Records to use:
--- --- ---

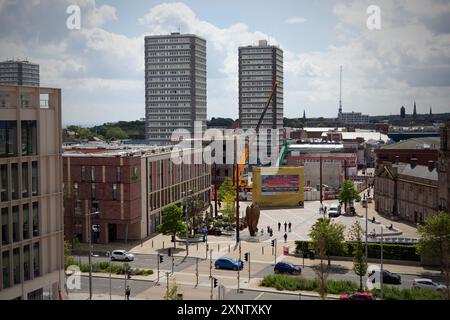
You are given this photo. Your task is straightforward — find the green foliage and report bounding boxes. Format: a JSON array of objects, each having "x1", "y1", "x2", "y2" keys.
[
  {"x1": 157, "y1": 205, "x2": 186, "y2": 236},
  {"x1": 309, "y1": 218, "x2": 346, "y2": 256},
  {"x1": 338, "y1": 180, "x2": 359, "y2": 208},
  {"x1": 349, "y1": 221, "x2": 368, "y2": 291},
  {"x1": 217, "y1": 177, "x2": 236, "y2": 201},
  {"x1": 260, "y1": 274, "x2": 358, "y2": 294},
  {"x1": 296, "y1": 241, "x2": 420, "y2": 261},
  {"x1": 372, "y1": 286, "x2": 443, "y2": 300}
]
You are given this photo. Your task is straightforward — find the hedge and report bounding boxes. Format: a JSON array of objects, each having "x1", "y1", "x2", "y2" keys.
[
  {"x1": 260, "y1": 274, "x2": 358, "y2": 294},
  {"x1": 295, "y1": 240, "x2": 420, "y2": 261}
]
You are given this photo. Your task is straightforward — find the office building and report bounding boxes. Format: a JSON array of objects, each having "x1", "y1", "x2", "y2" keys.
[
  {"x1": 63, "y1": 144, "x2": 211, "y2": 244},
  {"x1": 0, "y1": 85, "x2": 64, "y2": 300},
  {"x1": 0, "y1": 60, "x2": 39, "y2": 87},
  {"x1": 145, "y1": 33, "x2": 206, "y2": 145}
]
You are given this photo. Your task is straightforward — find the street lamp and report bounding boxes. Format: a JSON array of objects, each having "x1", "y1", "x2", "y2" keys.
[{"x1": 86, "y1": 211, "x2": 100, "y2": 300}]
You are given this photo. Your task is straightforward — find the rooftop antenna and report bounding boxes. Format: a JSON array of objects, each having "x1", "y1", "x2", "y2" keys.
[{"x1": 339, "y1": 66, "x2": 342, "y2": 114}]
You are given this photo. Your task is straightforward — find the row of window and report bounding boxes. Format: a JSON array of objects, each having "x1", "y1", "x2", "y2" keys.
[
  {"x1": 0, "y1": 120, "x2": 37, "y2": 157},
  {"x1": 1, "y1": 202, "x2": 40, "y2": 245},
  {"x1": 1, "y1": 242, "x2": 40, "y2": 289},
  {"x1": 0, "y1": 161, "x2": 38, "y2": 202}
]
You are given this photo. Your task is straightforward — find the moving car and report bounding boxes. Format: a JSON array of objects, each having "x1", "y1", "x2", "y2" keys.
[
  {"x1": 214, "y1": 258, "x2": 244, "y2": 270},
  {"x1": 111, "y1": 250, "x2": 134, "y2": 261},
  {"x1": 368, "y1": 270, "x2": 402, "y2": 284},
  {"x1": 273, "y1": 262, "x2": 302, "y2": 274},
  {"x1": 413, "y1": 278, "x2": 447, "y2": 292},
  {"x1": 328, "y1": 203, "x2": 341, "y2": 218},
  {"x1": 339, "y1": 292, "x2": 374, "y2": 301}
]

--- --- ---

The request: Reproduce all of the data, substituting "image" for every "photo" and leaving everything else unchanged. Leave out the pictures.

Solution:
You are given this image. Your task is straightforward — find the green foliage and report bounding boxes. Format: a JSON array of objects, each having "x1", "y1", "x2", "y2" keys.
[
  {"x1": 157, "y1": 205, "x2": 186, "y2": 236},
  {"x1": 309, "y1": 218, "x2": 346, "y2": 256},
  {"x1": 338, "y1": 180, "x2": 359, "y2": 208},
  {"x1": 349, "y1": 221, "x2": 368, "y2": 291},
  {"x1": 217, "y1": 177, "x2": 236, "y2": 201},
  {"x1": 260, "y1": 274, "x2": 358, "y2": 294},
  {"x1": 296, "y1": 241, "x2": 420, "y2": 261},
  {"x1": 372, "y1": 286, "x2": 443, "y2": 300}
]
You are given this image. Your task is straightforward — find the hedge and report bounding boxes. Format: a JSON array of objects, each having "x1", "y1", "x2", "y2" keys.
[
  {"x1": 260, "y1": 274, "x2": 358, "y2": 294},
  {"x1": 295, "y1": 240, "x2": 420, "y2": 261}
]
You are given this image. Your task is straightforward — find the office building and report bounding boxes. Format: a JSON array of objects, each having "x1", "y1", "x2", "y2" keys.
[
  {"x1": 63, "y1": 144, "x2": 211, "y2": 244},
  {"x1": 0, "y1": 85, "x2": 64, "y2": 300},
  {"x1": 0, "y1": 60, "x2": 39, "y2": 87},
  {"x1": 145, "y1": 33, "x2": 206, "y2": 145}
]
You are given this image. Your task is straightforward — find the street lamp and report bounding boxes. Format: a JSON array of objects, each having "x1", "y1", "x2", "y2" keys.
[{"x1": 86, "y1": 211, "x2": 100, "y2": 300}]
You are given this image. Your task is straightforward — find the rooftop antenna and report bounding boxes. Format: a JSON array of objects, each having "x1", "y1", "x2", "y2" keys.
[{"x1": 339, "y1": 66, "x2": 342, "y2": 114}]
You are given this image. Your task is straightforward — find the row of window and report bounding boxes. Format: a JSON array of objects, each having "x1", "y1", "x2", "y2" keys.
[
  {"x1": 0, "y1": 120, "x2": 37, "y2": 157},
  {"x1": 1, "y1": 202, "x2": 40, "y2": 245},
  {"x1": 1, "y1": 242, "x2": 40, "y2": 289},
  {"x1": 0, "y1": 161, "x2": 38, "y2": 202}
]
You are given this image. Your task is straightforward — find the moving car and report bounding boxes. Format: a JSON array of objects, each having "x1", "y1", "x2", "y2" keys.
[
  {"x1": 214, "y1": 258, "x2": 244, "y2": 270},
  {"x1": 111, "y1": 250, "x2": 134, "y2": 261},
  {"x1": 368, "y1": 270, "x2": 402, "y2": 284},
  {"x1": 273, "y1": 262, "x2": 302, "y2": 274},
  {"x1": 413, "y1": 278, "x2": 447, "y2": 292},
  {"x1": 328, "y1": 203, "x2": 341, "y2": 218},
  {"x1": 339, "y1": 292, "x2": 374, "y2": 301}
]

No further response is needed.